> **EXCERPT TO READ**:
Christine Finlayson spends her days conjuring up fictional characters—and devising ways to get them into trouble. When she’s not at the computer, she loves to photograph all things weird or wild in nature, explore the trails and beaches of the Pacific Northwest, and compete in triathlons. Learn more at Christine and her books at her website and nature blog

Where did my creativity go . . . and how do I get it back?

On New Year’s Day, my daughter set out her painting supplies: three canvases, a full set of colors, new paintbrushes, and an artist’s palette.

“I’m ready,” she announced, squeezing out the first tube of paint.

“Don’t you want to sketch things out first?” I suggested. “Decide what you’re going to put on each one?” After all, she only had three canvases, and they weren’t cheap. If she made a mistake . . .

“Why?” She gave me a puzzled look. “I’m making art. I’ll just see what happens.” And with that, she dipped her brush into the paint and started tinting the canvas brown. Out came Bilbo Baggins.
I saw no fear in her, no anxiety that the critics might not like her rendition. Instead, she breathed excitement. It was time to CREATE. Oh, the joy!

I envied her.

When I was my daughter’s age, I’d loved creating things, too. I wrote and illustrated picture books, made puppets, sewed doll clothes, experimented with Styrofoam balls and sequins, and spent endless hours crafting dollhouse furniture. (Note the book and old-fashioned typewriter in the photo!)
But somewhere on the road to adulthood, the pure joy of creation—the spontaneity and whimsy—had disappeared.

So on that cold January day, I wondered: Was it too late to add a New Year’s Resolution? I want my creativity back.

Creative Writing
Like most fiction authors, I rely heavily on imagination. Without it, stories wouldn’t come alive. But after my first mystery novel, Tip of a Bone, was published, life became more complicated.

Creative writing time had to be balanced with book promotion. Under the steady stream of numbers—Sales up? Fans? Likes?—anyone’s creativity could falter. And mine had. It became harder and harder to shut off the analytical left brain and let the right brain roam.

I wanted 2014 to be different, a year of thriving creativity. So after that New Year’s Day epiphany, I decided to try four things and see what happens. Maybe you’d like to join me in this experiment!

#1. Find the quiet.

> **BRIEF 1**: In the records, starting at the line containing "[mark] multi-storey building" and ending at the last line of the records, rename "water" to "lake" and give those lines again with everything else unchanged. Leave the picture lines out of your answer.
The records come from a separate source and have no connection to the text.

> **INPUT MATERIAL**:
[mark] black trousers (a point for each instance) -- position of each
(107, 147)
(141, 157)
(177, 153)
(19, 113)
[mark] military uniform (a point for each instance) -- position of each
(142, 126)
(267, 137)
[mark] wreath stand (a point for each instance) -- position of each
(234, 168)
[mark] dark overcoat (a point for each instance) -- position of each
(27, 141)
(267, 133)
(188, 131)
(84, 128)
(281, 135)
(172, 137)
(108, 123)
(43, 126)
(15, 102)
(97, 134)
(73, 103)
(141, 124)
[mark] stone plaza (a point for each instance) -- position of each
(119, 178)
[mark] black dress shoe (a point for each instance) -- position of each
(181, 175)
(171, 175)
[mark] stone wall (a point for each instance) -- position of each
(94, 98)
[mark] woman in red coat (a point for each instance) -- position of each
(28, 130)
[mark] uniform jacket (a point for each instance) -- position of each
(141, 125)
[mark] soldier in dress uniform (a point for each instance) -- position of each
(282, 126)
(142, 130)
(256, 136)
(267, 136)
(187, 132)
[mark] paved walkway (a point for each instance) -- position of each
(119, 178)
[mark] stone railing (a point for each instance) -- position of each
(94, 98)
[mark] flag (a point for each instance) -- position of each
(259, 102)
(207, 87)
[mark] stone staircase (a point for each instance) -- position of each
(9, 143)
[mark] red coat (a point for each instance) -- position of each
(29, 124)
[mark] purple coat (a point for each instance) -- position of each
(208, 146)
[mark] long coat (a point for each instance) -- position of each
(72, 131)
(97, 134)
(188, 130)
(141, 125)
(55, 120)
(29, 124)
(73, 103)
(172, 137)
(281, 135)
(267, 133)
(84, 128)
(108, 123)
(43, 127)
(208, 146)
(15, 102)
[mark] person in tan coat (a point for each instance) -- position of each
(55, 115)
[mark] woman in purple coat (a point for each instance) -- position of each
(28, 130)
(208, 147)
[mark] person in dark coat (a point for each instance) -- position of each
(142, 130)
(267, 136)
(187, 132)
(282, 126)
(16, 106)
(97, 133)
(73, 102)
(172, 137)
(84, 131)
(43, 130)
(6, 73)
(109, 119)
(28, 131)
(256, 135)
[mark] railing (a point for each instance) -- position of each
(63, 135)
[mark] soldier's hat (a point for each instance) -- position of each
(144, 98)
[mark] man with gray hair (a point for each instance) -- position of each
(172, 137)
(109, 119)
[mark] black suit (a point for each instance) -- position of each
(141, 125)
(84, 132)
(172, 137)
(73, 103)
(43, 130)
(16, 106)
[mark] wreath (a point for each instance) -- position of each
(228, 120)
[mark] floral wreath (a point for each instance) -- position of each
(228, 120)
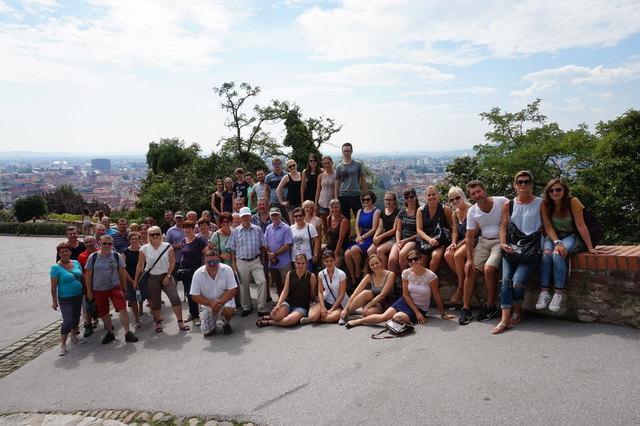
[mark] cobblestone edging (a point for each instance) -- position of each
(28, 348)
(110, 418)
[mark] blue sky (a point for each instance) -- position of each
(112, 76)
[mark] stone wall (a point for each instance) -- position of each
(604, 288)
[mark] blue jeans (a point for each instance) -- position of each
(559, 264)
(514, 275)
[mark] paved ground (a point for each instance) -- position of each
(543, 372)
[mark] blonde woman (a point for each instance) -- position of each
(456, 254)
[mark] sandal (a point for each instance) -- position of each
(500, 328)
(515, 319)
(263, 322)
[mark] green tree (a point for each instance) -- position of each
(30, 206)
(608, 182)
(170, 154)
(248, 135)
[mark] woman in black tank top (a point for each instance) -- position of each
(377, 298)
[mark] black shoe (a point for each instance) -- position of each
(130, 337)
(108, 338)
(465, 317)
(487, 313)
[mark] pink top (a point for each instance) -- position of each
(419, 288)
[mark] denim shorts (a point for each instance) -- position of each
(305, 312)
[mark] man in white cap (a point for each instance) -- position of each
(248, 249)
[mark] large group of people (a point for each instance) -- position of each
(293, 231)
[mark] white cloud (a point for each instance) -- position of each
(477, 90)
(387, 74)
(176, 36)
(547, 80)
(463, 32)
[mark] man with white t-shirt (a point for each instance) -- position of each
(485, 216)
(214, 288)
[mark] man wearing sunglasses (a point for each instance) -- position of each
(485, 216)
(214, 288)
(350, 182)
(106, 280)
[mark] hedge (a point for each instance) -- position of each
(31, 228)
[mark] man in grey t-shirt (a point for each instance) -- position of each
(106, 280)
(350, 182)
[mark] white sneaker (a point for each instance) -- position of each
(543, 300)
(554, 306)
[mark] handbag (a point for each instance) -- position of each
(527, 247)
(142, 281)
(396, 327)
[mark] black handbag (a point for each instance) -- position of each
(526, 247)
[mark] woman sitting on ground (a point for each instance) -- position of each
(456, 253)
(419, 284)
(433, 225)
(332, 292)
(366, 225)
(377, 298)
(567, 234)
(295, 297)
(66, 293)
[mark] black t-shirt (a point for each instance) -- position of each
(241, 190)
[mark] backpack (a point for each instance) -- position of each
(593, 226)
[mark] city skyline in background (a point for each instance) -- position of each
(99, 76)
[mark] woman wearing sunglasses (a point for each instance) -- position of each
(385, 236)
(567, 234)
(419, 284)
(524, 212)
(456, 253)
(293, 183)
(367, 216)
(405, 231)
(158, 256)
(295, 298)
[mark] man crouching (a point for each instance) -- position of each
(214, 288)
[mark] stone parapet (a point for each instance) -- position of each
(603, 288)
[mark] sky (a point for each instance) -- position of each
(110, 76)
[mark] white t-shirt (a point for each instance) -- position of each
(419, 287)
(205, 286)
(301, 240)
(150, 256)
(331, 286)
(489, 222)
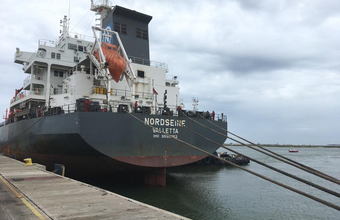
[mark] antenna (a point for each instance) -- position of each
(195, 103)
(69, 9)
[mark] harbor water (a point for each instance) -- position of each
(230, 193)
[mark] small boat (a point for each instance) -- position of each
(293, 150)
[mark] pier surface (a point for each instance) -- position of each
(28, 192)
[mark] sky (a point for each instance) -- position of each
(273, 67)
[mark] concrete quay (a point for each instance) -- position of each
(29, 192)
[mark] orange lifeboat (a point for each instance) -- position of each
(116, 62)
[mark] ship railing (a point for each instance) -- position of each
(146, 62)
(122, 93)
(48, 43)
(220, 117)
(98, 3)
(69, 108)
(36, 54)
(30, 77)
(20, 95)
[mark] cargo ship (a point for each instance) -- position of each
(101, 106)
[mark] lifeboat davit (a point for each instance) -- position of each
(116, 62)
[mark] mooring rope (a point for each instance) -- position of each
(329, 204)
(270, 167)
(257, 145)
(305, 168)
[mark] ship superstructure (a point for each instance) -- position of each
(89, 104)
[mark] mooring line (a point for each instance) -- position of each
(257, 145)
(305, 168)
(329, 204)
(270, 167)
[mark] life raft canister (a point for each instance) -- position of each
(116, 62)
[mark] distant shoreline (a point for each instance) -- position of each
(290, 145)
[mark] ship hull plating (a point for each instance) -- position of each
(96, 142)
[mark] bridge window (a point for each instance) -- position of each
(143, 34)
(120, 28)
(140, 73)
(56, 73)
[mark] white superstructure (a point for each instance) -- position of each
(60, 72)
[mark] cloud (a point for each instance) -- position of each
(271, 66)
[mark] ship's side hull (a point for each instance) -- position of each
(100, 141)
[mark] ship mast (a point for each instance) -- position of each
(102, 8)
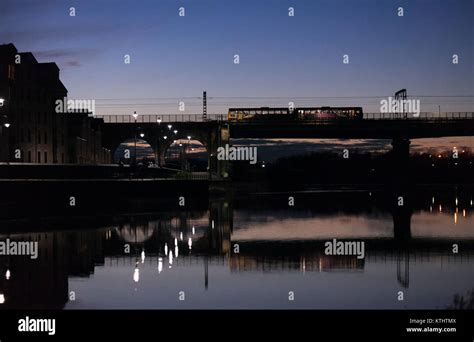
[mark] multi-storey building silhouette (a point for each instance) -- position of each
(32, 130)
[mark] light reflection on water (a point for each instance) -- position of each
(150, 261)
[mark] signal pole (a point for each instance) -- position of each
(204, 106)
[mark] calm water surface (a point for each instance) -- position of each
(151, 260)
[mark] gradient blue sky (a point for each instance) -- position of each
(174, 58)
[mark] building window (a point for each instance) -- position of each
(11, 72)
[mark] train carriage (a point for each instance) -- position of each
(299, 114)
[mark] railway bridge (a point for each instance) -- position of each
(161, 130)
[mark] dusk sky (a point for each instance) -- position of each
(282, 58)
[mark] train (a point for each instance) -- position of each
(296, 114)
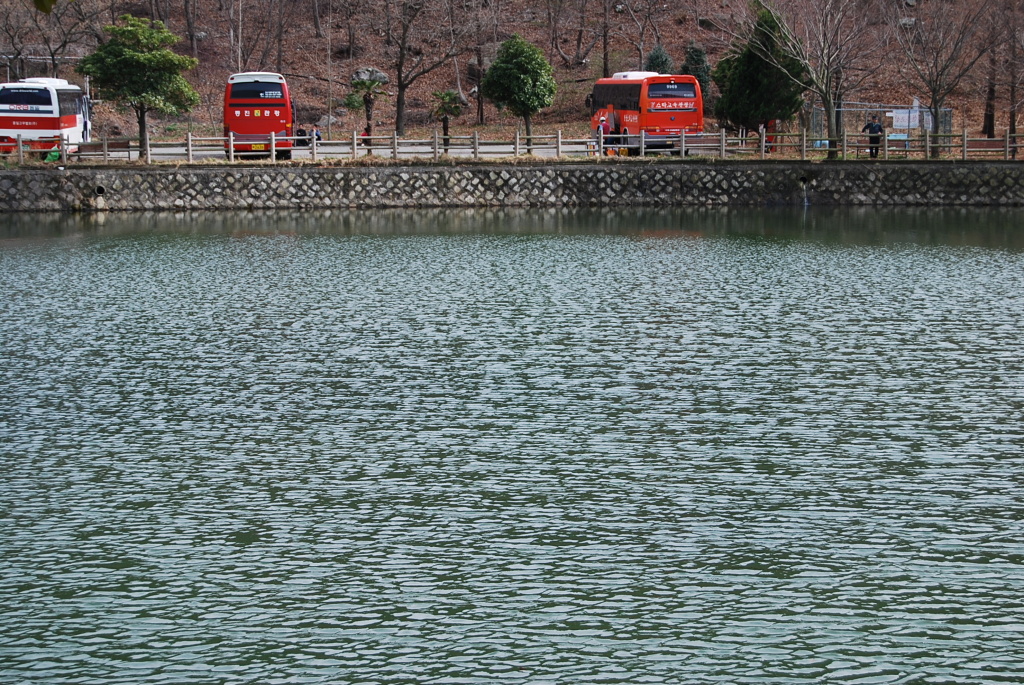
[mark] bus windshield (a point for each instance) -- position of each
(671, 90)
(252, 90)
(36, 96)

> **BRIEF 2**: In the essay on getting creativity back, what is the title of the author's first mystery novel?

> **EXERCISE RESPONSE 1**:
[mark] multi-storey building silhouette (a point for each instance) -- position of each
(32, 130)
[mark] light reflection on lake (a point for each instance) -- position of each
(150, 261)
[mark] signal pole (a point for each instance) -- position of each
(204, 106)
[mark] calm lake surface (a point for each instance) -- position of each
(151, 260)
[mark] gradient blue sky (a point for each instance) -- position of each
(174, 58)
[mark] building window (a point for each instance) -- position of each
(11, 72)
[mark] train carriage (a point for each instance) -- position of each
(299, 114)
[mark] railway bridge (a point for each instance) -- position of each
(161, 130)
[mark] dusk sky (a point for each instance) -- position of each
(282, 58)
[mark] train (a point for each instance) -- position of each
(296, 114)
[mark] bus windshield (a point for each instance) -- position of each
(671, 90)
(252, 90)
(36, 96)

> **EXERCISE RESPONSE 2**: Tip of a Bone